WRITTEN INSTRUCTION = Reproduce the material below, substituting "a single point per instance" for each occurrence of "one dot each" and keeping every other character unchanged.

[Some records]
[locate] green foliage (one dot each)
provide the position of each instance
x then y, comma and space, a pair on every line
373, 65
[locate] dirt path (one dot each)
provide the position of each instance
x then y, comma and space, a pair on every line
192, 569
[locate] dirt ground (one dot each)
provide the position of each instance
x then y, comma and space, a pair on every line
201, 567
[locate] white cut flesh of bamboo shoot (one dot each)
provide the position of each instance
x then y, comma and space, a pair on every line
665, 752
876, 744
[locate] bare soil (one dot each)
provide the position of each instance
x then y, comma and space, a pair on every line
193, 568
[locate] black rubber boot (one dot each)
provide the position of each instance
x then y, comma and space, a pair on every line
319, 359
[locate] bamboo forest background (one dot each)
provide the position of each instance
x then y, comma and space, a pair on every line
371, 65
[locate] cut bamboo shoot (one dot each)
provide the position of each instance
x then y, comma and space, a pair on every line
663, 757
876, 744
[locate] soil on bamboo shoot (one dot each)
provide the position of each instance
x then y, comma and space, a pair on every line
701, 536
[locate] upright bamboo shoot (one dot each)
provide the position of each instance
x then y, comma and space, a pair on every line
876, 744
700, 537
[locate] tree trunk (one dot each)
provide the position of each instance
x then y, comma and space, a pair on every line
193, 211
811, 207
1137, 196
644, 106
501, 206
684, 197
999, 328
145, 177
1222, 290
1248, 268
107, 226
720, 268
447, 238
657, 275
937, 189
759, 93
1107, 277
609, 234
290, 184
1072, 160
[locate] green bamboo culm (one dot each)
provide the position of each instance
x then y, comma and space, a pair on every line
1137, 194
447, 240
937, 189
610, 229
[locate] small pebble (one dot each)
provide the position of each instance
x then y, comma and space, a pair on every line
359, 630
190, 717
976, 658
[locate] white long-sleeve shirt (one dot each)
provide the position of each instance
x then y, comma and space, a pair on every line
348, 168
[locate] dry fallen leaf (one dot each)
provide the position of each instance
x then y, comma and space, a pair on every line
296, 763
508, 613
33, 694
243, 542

RESULT OF THE TASK =
[locate] green foliage (a single point per instance)
provide the position of each instance
x then y, comma and space, a pair on every line
373, 65
[locate] dirt path (a single point per instance)
provide the position of each instance
x then y, comma and space, a pair on every line
192, 569
[locate] dirt ground (a single point per instance)
provide the position of each instance
x then y, comma and space, a pair on every line
201, 567
[locate] white cut flesh of bamboo shoot (a single point per instance)
provide the position of each instance
x then y, comma and space, a pair on every line
665, 752
876, 744
[locate] bare soil (a single point per instance)
provide the position of each instance
x then y, comma and space, a pair on every line
193, 568
[locate] black rubber boot (a single point per instance)
provide the position of each instance
x then y, comma and space, a pair on every line
319, 359
[locate] bamboo forest background (a single point per instance)
provide the position of each instance
x then y, comma and space, a pair on every line
371, 65
[locate] cut bamboo shoot (a single point per instance)
provide the position of each instance
x then y, comma and space, a pair on every line
663, 757
876, 744
[locate] soil on bamboo shoot (a single point per instance)
provide the position of each instance
x then y, comma and space, a pair on every line
701, 536
[locate] upright bamboo shoot (a single point per instance)
provide the position of each instance
x then y, comma and space, a pair on every line
876, 744
700, 537
[locate] tree trunk (a single point per instance)
provide the position of each instance
x then y, comma and space, a pair on every line
193, 211
811, 207
1137, 196
644, 106
501, 206
684, 197
999, 328
145, 177
1222, 290
1248, 268
107, 226
720, 268
447, 238
657, 275
937, 189
759, 93
1107, 277
609, 234
290, 184
1072, 160
[locate] green bamboo culm (a single point per instance)
provide the position of each instance
x then y, comma and space, a pair on every line
1137, 194
447, 240
937, 189
610, 229
[locate] small pebble (a single point per instance)
provide the position of each instance
x then y, comma and space, a pair on every line
359, 630
190, 717
976, 658
[locate] white long-sleeve shirt (a single point per instance)
provide the position of each instance
x then y, comma and space, a pair on every line
348, 168
[locate] dry fallen leaf (a single point per instance)
provide the position of each instance
x then y, comma and space, a pair on every line
296, 763
508, 613
33, 694
243, 542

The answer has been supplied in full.